Enfin, une généralisation de l'affichage environnemental pourrait constituer un levier de développement et de compétitivité pour les entreprises françaises, notamment au vu du potentiel de croissance du marché des produits verts.

Mais, malgré ces aspects positifs, une généralisation de l'affichage environnemental se heurte à des obstacles majeurs et est inenvisageable à court terme.

En effet, la fiabilité et la crédibilité des informations délivrées au titre de l'affichage environnemental sont essentielles à la réussite de la généralisation. Les consommateurs ne doivent pas douter de la sincérité des informations. Or, les conditions ne sont pas actuellement réunies pour délivrer un affichage « sincère, objectif et complet » comme prévu dans le Grenelle I de l'environnement.

La question des méthodes de calcul de l'impact environnemental est discutée au sein de groupes de travail sectoriels de la plateforme ADEME-AFNOR. Il a été décidé d'utiliser la méthode d'analyse du cycle de vie. Cette méthode calcule, en effet, les impacts par modélisation en utilisant, pour partie, des données génériques. L'impact affiché est donc une valeur moyenne, un impact potentiel et non scientifique, contrairement à l'information énergétique ou nutritionnelle. Il faudra du temps pour affiner cet outil afin de le faire gagner en précision et en fiabilité.

Il a aussi été soulevé lors des auditions l'extrême technicité des groupes de travail dont les décisions sont censées être prises de manière consensuelle. Or, de nombreuses entreprises n'avaient pas les moyens de suivre les travaux et certaines décisions prises, à l'unanimité au sein des groupes, sont remises en cause par certains. Par exemple, pour la méthode de calcul des émissions des gaz à effet de serre, il a été décidé de ne pas tenir compte du stockage de carbone dans les prairies, un choix qui impacte considérablement la filière élevage.

Enregistrements présentés ▸

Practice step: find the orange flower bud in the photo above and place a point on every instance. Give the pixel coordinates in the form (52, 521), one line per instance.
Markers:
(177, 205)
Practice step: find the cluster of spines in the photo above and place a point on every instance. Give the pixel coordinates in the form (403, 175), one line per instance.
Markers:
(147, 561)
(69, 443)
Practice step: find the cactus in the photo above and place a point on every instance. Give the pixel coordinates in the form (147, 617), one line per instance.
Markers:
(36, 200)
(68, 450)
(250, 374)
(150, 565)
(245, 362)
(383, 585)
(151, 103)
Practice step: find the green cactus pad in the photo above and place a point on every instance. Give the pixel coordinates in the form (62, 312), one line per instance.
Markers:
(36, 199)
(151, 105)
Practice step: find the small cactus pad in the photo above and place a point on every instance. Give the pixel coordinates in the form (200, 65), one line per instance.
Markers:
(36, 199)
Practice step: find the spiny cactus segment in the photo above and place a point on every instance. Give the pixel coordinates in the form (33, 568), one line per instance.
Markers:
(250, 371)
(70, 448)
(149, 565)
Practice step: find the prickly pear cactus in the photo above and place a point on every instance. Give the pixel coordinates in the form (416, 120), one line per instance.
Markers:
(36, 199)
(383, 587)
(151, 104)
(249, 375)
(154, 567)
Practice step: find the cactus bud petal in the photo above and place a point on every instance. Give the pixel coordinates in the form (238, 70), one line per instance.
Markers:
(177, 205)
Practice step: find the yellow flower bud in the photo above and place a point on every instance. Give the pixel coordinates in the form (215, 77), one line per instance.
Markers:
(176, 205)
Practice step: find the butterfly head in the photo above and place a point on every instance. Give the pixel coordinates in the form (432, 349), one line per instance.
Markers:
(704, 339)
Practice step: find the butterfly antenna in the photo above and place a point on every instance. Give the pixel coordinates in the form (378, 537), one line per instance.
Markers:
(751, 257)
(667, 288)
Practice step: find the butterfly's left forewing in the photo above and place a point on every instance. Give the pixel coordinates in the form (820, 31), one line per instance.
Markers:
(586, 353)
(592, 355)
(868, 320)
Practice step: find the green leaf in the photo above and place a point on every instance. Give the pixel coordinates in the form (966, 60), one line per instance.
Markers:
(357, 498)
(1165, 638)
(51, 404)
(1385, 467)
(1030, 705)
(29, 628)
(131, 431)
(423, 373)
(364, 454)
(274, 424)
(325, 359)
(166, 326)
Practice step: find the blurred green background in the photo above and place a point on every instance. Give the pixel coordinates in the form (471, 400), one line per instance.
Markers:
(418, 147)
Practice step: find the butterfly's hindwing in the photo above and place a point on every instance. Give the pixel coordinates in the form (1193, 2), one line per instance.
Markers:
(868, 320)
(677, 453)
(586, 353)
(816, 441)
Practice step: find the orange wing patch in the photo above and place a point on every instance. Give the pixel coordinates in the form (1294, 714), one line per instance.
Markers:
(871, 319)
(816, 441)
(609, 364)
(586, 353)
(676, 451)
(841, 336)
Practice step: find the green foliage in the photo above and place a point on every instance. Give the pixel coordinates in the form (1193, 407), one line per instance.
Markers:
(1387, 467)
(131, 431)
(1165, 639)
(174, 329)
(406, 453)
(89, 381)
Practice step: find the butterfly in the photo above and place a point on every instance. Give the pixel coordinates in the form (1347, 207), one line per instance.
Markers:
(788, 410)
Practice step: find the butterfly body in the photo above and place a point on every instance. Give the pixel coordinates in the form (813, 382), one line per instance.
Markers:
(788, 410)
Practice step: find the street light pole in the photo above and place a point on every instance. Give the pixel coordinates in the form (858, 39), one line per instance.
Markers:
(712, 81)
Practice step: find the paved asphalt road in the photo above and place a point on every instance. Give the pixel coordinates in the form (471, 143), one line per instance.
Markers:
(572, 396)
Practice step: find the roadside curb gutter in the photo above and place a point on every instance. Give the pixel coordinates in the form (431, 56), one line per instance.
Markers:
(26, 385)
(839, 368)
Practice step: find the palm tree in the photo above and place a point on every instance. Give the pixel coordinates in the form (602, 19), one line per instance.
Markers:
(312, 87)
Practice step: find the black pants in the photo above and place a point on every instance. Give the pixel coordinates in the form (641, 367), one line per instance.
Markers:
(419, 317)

Travail à faire ▸
**A)** D'après le texte sur l'affichage environnemental, pourquoi l'impact affiché n'est-il qu'une valeur moyenne et potentielle ? Répondez en une à trois phrases.
**B)** Recopiez le passage du texte sur l'affichage environnemental qui va de « Enfin, une généralisation » à « à court terme. ».

Réponses par tâche ▸
**A)** La méthode d'analyse du cycle de vie, retenue pour le calcul, évalue les impacts par modélisation et s'appuie en partie sur des données génériques. L'impact affiché est donc une valeur moyenne, un impact potentiel et non scientifique, à la différence de l'information énergétique ou nutritionnelle.

**B)**
Enfin, une généralisation de l'affichage environnemental pourrait constituer un levier de développement et de compétitivité pour les entreprises françaises, notamment au vu du potentiel de croissance du marché des produits verts.

Mais, malgré ces aspects positifs, une généralisation de l'affichage environnemental se heurte à des obstacles majeurs et est inenvisageable à court terme.